--- Records to use ---

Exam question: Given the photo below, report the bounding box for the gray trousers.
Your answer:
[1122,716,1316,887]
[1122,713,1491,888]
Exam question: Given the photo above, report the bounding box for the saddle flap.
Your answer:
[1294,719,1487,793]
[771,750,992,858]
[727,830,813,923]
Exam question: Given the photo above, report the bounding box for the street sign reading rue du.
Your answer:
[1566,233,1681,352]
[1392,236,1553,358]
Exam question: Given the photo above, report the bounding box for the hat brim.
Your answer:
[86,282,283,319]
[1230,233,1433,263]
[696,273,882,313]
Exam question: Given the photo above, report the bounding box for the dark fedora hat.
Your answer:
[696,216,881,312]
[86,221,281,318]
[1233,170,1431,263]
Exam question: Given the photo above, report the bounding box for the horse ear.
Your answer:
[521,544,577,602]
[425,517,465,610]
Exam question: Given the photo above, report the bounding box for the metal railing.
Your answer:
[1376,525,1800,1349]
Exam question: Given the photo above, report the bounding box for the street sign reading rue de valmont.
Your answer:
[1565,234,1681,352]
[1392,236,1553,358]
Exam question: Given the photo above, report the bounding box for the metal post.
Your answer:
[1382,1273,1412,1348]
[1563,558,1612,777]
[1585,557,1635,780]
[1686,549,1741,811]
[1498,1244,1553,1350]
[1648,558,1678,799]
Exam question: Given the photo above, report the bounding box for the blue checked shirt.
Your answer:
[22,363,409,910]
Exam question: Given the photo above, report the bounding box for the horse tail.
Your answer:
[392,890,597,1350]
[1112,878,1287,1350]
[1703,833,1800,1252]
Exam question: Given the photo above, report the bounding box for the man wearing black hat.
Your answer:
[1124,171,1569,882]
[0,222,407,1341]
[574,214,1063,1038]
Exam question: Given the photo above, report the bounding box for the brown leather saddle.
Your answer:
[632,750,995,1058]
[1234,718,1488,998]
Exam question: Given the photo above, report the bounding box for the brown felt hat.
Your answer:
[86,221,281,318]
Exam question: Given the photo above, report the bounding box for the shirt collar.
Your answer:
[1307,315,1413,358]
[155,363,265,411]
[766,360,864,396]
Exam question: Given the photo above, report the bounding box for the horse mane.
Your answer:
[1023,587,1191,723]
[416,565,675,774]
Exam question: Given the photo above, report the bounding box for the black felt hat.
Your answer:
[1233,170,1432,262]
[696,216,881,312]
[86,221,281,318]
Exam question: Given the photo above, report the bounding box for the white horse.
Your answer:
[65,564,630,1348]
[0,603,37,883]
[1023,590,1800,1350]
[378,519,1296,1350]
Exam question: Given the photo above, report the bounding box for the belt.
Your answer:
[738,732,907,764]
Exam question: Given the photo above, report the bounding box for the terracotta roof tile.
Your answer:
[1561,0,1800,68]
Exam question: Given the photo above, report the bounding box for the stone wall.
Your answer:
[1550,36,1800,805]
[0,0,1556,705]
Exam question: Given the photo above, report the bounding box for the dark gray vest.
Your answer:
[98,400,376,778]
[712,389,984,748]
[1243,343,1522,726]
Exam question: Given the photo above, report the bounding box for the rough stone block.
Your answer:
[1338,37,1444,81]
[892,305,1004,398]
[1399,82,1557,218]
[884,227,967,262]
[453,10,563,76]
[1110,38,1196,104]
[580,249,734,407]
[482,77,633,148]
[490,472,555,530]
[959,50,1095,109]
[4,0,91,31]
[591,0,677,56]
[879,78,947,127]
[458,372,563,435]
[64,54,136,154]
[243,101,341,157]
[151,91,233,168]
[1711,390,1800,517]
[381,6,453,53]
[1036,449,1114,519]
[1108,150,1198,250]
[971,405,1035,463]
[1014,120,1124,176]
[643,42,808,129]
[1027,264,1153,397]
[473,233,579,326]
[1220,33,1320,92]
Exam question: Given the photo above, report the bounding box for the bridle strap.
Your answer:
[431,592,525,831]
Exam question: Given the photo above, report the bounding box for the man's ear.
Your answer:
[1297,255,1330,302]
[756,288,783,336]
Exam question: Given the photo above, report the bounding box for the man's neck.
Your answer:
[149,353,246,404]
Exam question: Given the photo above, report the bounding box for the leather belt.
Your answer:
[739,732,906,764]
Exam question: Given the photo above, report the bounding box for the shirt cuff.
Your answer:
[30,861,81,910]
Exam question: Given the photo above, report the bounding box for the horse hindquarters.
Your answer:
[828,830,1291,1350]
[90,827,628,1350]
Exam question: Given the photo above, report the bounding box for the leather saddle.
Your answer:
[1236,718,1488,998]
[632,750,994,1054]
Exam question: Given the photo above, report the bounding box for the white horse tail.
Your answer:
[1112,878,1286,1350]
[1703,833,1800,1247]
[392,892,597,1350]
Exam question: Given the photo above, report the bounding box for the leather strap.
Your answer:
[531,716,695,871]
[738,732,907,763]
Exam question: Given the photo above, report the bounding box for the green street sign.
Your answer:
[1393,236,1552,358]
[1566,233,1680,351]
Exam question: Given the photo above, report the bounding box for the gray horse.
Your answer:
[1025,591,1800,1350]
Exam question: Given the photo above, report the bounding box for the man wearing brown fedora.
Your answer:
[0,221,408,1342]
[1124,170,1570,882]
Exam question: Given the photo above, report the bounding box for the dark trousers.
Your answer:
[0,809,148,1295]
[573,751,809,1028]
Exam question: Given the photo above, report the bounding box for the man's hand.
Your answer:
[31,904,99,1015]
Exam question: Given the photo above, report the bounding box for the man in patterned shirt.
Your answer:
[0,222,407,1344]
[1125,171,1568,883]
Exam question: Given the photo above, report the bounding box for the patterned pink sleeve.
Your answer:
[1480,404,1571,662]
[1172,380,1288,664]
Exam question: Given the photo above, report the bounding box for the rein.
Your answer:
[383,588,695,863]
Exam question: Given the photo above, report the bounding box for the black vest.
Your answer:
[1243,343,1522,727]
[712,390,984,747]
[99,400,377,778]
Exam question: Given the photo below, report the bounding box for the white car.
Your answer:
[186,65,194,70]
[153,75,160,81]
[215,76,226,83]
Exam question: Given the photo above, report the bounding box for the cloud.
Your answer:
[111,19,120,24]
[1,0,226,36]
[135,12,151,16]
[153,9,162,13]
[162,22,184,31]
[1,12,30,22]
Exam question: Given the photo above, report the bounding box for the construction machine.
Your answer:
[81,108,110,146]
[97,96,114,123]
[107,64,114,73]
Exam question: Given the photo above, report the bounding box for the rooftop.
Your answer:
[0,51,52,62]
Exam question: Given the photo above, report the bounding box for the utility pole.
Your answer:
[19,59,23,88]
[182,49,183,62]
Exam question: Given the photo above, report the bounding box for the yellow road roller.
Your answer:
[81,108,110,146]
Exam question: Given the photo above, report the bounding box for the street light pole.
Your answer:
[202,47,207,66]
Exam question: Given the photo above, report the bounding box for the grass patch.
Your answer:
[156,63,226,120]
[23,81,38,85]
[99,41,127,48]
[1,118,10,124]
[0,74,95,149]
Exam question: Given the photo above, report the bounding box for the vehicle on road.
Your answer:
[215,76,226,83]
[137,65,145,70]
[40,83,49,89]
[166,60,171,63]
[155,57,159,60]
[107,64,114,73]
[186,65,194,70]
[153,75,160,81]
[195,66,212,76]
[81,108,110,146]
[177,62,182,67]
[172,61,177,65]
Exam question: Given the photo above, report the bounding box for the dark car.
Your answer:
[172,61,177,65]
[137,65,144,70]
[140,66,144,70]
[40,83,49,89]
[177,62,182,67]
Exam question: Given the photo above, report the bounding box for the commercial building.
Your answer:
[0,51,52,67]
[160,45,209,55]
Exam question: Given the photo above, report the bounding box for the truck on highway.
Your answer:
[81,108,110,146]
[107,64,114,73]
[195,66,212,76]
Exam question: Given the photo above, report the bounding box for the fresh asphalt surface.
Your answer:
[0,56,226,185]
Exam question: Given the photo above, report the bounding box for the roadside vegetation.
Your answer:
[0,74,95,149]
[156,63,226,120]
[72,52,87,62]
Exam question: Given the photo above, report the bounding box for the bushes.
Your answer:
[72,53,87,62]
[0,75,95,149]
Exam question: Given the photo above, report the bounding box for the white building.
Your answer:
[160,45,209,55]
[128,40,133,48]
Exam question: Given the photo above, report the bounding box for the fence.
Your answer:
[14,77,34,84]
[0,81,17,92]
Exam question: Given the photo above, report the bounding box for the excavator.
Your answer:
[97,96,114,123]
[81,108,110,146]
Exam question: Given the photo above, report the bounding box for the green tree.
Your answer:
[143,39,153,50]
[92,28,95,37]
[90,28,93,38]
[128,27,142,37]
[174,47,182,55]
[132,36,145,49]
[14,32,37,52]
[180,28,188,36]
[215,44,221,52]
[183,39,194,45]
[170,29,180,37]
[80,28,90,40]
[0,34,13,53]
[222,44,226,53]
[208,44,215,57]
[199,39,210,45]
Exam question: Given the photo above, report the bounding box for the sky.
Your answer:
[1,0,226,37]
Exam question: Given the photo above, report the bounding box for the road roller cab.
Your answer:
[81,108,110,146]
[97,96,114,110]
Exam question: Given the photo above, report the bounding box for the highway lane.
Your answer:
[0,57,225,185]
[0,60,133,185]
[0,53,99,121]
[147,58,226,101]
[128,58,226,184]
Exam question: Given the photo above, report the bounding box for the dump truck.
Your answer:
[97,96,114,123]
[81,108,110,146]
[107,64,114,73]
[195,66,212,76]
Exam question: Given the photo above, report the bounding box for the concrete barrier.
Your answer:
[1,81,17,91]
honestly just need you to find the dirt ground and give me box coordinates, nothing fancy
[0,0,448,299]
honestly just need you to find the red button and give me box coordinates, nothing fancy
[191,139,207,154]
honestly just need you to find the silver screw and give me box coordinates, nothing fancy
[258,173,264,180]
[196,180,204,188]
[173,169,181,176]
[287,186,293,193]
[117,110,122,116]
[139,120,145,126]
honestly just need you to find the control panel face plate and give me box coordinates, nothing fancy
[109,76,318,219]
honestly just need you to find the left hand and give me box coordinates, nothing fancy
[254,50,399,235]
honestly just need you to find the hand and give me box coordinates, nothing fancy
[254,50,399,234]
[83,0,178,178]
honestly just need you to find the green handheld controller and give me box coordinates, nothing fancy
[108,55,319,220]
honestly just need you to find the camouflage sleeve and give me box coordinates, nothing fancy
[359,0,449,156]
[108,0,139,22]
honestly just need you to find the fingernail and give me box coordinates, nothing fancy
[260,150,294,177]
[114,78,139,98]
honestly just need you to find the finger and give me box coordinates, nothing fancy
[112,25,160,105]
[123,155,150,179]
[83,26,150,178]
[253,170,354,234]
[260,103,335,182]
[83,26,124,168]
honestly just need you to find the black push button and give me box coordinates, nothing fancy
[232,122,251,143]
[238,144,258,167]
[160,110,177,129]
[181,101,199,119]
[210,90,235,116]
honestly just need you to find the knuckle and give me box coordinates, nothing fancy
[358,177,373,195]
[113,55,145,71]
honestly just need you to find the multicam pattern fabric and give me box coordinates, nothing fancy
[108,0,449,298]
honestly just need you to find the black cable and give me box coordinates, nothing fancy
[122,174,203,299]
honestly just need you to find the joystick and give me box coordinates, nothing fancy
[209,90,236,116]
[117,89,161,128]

---

The answer must be every line of the records above that holds the word "dark".

* _Problem solution_:
Exam question: Given the photo above, report the bounding box for the dark fedora hat.
Exam question: Given the photo above, report the bounding box for the dark gray vest.
Exam question: Given the photo above, report the bounding box for the dark trousers.
Exam question: Given the photo above, report the bounding box for the dark car.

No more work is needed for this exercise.